*Sayfa Alıntısı:*
╔══

Signal neden Whatsapp’tan daha güvenli?

Whatsapp geçen haftalarda dünya genelinde hacklenmiş ve bunun sonucunda 2,5saat boyunca kullanılamamıştı.

Haberin Devamı

Benzer başka bir saldırı da bu Çarşamba meydana geldi. Pes peşe saldırılar, bu konuda ciddi bir güvenlik açığı olduğunu ortaya koyuyor.

 

Güvenli mesajlaşma neden bu kadar önemli?

 

Bir çok özel kalması gereken, hatta istenmeyen kişilerin eline geçtiğinde size zarar verme ihtimali olan konuları, arkadaşlarınızla paylaşmakta sakınca görmüyor olabilirsiniz! Ancak avukatınızın sizden kimlik fotokopinizi ya da seyahat şirketinizin acilen pasaport fotokopinizi istediği örnek durumları düşünün. Ya da eve gelinceye kadar çocuklarınızın yalnız kalacağını eşinizle mesajlaştığınızı! Bunun gibi aslında normal olan ancak kötü amaçlı kişilerin eline geçtiğinde size zarar verebilecek bir çok durum var!

╚══

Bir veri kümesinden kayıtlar

╔══

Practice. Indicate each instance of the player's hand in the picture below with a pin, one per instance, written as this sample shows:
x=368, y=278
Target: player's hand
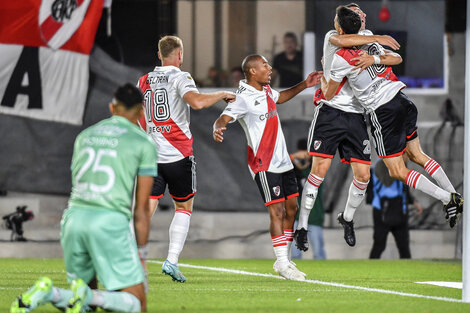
x=229, y=97
x=313, y=78
x=363, y=61
x=218, y=134
x=386, y=40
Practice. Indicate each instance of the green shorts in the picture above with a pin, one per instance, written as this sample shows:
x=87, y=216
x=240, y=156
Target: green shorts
x=99, y=242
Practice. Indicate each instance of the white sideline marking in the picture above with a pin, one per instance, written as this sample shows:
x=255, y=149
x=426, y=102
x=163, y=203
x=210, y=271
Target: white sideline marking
x=449, y=284
x=310, y=281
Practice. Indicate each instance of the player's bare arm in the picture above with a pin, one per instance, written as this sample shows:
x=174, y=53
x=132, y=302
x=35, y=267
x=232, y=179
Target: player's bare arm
x=219, y=127
x=199, y=101
x=365, y=60
x=311, y=80
x=329, y=88
x=351, y=40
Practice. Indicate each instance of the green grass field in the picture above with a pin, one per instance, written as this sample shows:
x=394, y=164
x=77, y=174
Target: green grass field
x=210, y=290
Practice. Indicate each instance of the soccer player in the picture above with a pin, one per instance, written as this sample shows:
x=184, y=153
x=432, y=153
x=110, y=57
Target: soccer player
x=109, y=159
x=339, y=124
x=168, y=95
x=268, y=159
x=393, y=116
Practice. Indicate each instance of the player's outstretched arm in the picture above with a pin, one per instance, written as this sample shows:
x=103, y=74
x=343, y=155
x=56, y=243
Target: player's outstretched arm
x=351, y=40
x=219, y=127
x=329, y=88
x=365, y=60
x=311, y=80
x=142, y=211
x=199, y=101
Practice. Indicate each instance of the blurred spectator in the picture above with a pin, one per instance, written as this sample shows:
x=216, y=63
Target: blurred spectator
x=302, y=162
x=288, y=65
x=390, y=198
x=236, y=75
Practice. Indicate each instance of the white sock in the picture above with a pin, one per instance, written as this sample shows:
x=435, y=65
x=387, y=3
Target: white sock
x=420, y=182
x=61, y=297
x=116, y=301
x=357, y=193
x=435, y=170
x=309, y=194
x=280, y=249
x=289, y=234
x=178, y=231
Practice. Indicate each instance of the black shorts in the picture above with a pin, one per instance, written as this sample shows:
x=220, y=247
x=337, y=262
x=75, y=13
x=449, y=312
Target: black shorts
x=277, y=187
x=333, y=129
x=393, y=125
x=180, y=177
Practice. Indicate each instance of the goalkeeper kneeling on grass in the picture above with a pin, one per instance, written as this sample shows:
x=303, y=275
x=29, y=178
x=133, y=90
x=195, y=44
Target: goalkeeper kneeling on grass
x=109, y=158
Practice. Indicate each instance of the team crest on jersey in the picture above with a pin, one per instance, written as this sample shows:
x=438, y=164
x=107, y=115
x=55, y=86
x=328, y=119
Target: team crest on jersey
x=277, y=191
x=59, y=19
x=316, y=144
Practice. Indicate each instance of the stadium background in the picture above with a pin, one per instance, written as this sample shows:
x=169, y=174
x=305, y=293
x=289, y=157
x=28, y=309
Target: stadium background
x=35, y=154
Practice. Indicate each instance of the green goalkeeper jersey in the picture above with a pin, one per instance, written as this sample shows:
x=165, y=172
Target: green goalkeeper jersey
x=107, y=158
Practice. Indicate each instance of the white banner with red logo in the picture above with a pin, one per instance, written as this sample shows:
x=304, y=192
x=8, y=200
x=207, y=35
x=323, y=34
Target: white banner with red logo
x=44, y=48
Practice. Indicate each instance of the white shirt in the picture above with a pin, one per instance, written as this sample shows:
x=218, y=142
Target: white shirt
x=344, y=100
x=166, y=113
x=257, y=114
x=374, y=86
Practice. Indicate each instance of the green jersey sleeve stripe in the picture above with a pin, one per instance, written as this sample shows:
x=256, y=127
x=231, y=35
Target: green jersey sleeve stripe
x=147, y=172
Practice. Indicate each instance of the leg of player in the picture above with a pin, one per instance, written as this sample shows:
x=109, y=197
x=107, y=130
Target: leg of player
x=130, y=299
x=357, y=192
x=282, y=264
x=289, y=220
x=320, y=166
x=416, y=155
x=452, y=201
x=178, y=231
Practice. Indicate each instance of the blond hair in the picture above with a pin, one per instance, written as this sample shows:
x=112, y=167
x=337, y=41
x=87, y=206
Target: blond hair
x=168, y=44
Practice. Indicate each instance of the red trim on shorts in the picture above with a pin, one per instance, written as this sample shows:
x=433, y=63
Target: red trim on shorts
x=183, y=198
x=345, y=161
x=187, y=212
x=275, y=201
x=329, y=156
x=360, y=161
x=392, y=155
x=408, y=137
x=293, y=195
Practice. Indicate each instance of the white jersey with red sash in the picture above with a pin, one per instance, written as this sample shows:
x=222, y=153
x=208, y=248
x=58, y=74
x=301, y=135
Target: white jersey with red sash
x=374, y=86
x=166, y=117
x=256, y=112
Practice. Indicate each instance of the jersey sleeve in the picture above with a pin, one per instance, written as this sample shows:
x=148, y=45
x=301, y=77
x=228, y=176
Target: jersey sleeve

╚══

*Yapılacaklar:*
a – Signal ve WhatsApp güvenliği yazısında "Whatsapp geçen haftalarda" ile başlayıp "olduğunu ortaya koyuyor." ifadesine kadar süren kısmı olduğu gibi tekrarlayın.
b – Signal ve WhatsApp güvenliği yazısına göre WhatsApp hacklendikten sonra ne kadar süre kullanılamamış?
Bu kayıtlar başka bir kaynaktan alınmıştır.

*Çözülmüş Görevler:*
a –
Whatsapp geçen haftalarda dünya genelinde hacklenmiş ve bunun sonucunda 2,5saat boyunca kullanılamamıştı.

Haberin Devamı

Benzer başka bir saldırı da bu Çarşamba meydana geldi. Pes peşe saldırılar, bu konuda ciddi bir güvenlik açığı olduğunu ortaya koyuyor.

b – 2,5 saat boyunca kullanılamamış.